### [EXERCISE INSTRUCTIONS]
Transcribe exactly the line containing "# tag a dot" and every line after it, through the end of the records below.

──────── DATA TO EXAMINE

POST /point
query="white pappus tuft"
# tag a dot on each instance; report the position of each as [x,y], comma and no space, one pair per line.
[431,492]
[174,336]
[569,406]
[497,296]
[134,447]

────────────────

### [TASK OUTPUT]
# tag a dot on each instance; report the position of each as [x,y], comma and no space, one pair per line.
[431,492]
[174,336]
[569,406]
[497,296]
[134,447]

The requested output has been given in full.